■ WHAT YOU NEED TO DO: Filter the data for lines with the word "tower", then copy every line so identified.

■ Free-text object descriptions:

+-------+

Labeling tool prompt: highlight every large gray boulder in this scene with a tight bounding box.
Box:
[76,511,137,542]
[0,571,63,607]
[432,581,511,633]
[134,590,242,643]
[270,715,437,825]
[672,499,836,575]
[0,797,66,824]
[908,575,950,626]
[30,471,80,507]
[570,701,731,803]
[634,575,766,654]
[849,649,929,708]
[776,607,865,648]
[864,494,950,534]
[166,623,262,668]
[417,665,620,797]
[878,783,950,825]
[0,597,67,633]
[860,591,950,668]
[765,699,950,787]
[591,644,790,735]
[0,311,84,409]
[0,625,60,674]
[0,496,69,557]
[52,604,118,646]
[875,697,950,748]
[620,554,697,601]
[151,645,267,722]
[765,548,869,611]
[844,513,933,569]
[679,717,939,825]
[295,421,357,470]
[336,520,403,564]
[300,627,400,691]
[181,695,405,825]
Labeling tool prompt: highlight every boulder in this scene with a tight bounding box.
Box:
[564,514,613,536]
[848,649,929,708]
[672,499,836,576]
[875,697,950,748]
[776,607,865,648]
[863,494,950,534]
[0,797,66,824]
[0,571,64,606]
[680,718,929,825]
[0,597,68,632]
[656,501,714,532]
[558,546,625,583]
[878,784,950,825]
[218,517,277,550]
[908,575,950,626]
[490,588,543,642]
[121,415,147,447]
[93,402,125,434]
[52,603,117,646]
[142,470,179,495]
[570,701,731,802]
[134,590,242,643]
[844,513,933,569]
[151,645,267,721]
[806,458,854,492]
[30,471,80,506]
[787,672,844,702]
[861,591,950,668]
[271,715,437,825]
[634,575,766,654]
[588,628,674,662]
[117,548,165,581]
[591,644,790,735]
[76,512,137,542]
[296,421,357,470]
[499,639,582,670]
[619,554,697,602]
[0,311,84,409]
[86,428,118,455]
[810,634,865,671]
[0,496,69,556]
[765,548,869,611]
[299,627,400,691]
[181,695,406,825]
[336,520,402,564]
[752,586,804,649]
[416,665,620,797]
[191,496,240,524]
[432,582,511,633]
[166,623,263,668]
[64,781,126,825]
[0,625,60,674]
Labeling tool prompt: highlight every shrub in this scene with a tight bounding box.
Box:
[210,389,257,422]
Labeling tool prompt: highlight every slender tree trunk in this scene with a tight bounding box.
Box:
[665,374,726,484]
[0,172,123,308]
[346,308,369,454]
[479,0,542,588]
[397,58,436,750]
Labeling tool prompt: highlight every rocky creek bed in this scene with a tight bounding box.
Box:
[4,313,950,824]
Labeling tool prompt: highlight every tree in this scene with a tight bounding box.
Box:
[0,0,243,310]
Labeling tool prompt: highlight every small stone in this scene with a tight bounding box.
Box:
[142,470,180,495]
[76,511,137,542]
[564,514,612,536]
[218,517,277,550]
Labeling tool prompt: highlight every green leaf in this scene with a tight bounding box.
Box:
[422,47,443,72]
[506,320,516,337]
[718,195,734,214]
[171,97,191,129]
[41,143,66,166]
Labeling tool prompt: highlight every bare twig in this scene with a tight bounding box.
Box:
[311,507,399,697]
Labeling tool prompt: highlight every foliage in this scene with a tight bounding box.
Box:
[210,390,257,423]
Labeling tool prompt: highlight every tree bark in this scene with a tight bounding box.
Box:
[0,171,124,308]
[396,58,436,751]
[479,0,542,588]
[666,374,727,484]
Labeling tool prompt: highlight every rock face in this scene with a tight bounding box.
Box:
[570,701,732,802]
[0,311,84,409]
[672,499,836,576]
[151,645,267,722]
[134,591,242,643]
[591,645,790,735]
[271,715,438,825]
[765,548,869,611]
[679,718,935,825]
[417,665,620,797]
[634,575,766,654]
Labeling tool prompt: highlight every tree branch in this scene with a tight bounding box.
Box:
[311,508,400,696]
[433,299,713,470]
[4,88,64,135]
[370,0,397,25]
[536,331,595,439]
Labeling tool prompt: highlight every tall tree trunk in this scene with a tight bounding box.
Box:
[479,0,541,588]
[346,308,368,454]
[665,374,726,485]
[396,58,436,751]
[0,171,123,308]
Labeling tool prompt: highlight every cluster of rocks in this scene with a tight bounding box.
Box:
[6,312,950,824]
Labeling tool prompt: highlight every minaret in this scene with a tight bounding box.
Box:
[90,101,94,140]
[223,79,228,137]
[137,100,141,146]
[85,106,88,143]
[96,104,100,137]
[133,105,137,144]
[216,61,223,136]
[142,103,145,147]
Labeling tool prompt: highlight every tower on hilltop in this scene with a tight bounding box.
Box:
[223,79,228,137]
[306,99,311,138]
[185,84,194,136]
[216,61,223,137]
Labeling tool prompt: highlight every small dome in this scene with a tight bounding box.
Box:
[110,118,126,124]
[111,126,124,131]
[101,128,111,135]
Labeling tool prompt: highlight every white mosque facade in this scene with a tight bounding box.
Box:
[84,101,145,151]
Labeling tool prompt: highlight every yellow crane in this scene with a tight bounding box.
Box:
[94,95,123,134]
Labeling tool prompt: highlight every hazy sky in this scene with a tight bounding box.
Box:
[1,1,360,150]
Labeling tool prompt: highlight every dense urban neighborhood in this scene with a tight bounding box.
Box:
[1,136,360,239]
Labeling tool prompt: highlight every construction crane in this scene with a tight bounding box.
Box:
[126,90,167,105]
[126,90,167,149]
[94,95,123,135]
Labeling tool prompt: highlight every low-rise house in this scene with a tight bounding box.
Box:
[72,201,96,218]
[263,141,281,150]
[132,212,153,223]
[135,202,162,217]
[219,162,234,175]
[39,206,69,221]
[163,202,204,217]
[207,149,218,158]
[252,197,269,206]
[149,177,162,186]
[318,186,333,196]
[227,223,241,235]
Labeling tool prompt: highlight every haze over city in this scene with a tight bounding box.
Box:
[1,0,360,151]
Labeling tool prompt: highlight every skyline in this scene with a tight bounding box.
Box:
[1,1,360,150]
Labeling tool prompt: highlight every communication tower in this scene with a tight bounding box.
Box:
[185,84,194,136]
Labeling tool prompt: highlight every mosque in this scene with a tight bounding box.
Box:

+-------+

■ SOLUTION FOR THIS EXERCISE:
Labeling tool prompt: highlight every tower on hilltop in this scene with a tight bounding box.
Labeling tool prompt: highlight every communication tower in this scene with a tight bounding box.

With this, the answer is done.